◆ Seção de texto
Embora a violência doméstica esteja presente em muitos lares, a vergonha, o medo, a dependência financeira/emocional da vítima, dentre outros fatores inibem a concretização da denúncia.
A proximidade do Dia Internacional da Mulher enfatiza também a necessidade da proteção a elas que, infelizmente, a sociedade ainda precisa se conscientizar e lutar. Segundo dados da 3ª Delegacia Regional de Polícia Civil de Campo Largo, somente em 2024 foram 598 medidas protetivas expedidas, o que fica em torno de 50 medidas protetivas por mês.
“Isso só as medidas protetivas, mas tem os demais casos envolvendo violência doméstica, como estupros, lesões, maus tratos. Considerando que este ano, de 2025, já temos 107 medidas protetivas solicitadas, então a média está em 54, mas ainda não terminou o mês de fevereiro – entrevista concedida em 26 de fevereiro. Os tipos de violência mais cometidos são: ameaça, injúria, lesão corporal leve e perseguição. Não é possível especificar em quais bairros mais ocorrem, pois geralmente vem mulheres de todas as regiões. Infelizmente, a tendência de chamar a Polícia Militar no momento em que o crime está ocorrendo e o registro do boletim de ocorrência se dá com as famílias mais humildes, pois as famílias ‘conhecidas’ ou com maior poder aquisitivo, muitas vezes, têm vergonha de levar o fato adiante”, explica Dra. Mariana Cantu, delegada da 3ª DRP.
A delegada acrescenta que o principal desafio da Polícia Civil hoje é conscientizar as mulheres que podem estar sofrendo violência doméstica e não perceberem, bem como conscientizar os homens quanto aos atos que os tornam potenciais agressores. “Ainda, o principal ponto é conseguir conscientizar as mulheres quanto ao ciclo de violência e conseguir ajudar essas mulheres a romperem com o ciclo. Se a mulher é ou se sente vítima de violência doméstica é importante que registre um boletim de ocorrência e faça o pedido de medida protetiva. Se essa mulher não tem coragem de buscar ajuda na delegacia, fale com uma amiga ou algum familiar para que venha até a delegacia e registre a ocorrência. Ainda, também é possível fazer um registro anônimo pelos canais 181 e 197. A PCPR tem o papel máximo de investigar esses delitos e ajudar para que a mulher consiga romper o ciclo de violência. Outros órgãos têm a missão de prestar auxílio psicológico, por exemplo”, ressalta.

Anotações de caixas em fotos
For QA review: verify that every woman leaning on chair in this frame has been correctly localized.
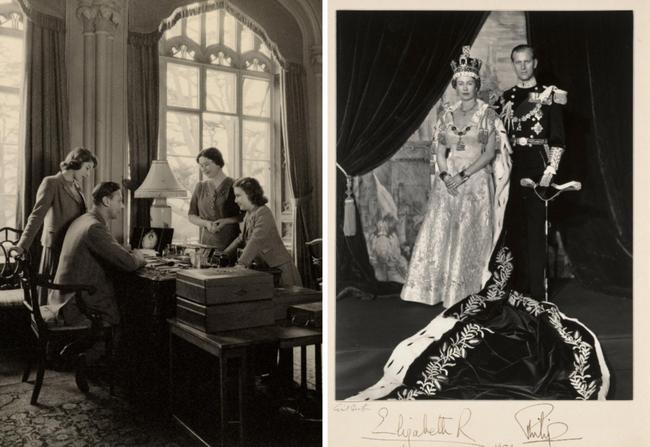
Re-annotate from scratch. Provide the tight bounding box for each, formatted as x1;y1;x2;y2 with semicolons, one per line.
224;177;302;287
16;147;97;279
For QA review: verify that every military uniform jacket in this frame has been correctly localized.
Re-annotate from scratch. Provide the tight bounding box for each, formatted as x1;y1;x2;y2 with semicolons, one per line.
497;85;566;150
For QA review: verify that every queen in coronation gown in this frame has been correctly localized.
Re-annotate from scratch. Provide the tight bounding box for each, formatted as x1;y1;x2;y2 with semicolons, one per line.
347;47;610;401
401;50;511;307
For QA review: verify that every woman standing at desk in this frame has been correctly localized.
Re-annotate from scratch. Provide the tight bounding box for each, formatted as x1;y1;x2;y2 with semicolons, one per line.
224;177;302;287
16;147;97;279
188;147;240;251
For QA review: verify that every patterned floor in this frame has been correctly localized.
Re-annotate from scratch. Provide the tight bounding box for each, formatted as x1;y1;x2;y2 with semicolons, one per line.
0;350;321;447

◆ O que se pede
a - Relacione os tipos de violência que, segundo o texto sobre violência doméstica em Campo Largo, são os mais cometidos.
b - Com base no texto sobre violência doméstica em Campo Largo, responda:
(i) Quantas medidas protetivas foram expedidas em 2024?
(ii) Em que data foi concedida a entrevista da delegada?
(iii) Por quais canais é possível fazer um registro anônimo?

◆ Respostas completas
a - Ameaça, injúria, lesão corporal leve e perseguição.

b -
(i) 598 medidas protetivas.
(ii) Em 26 de fevereiro.
(iii) Pelos canais 181 e 197.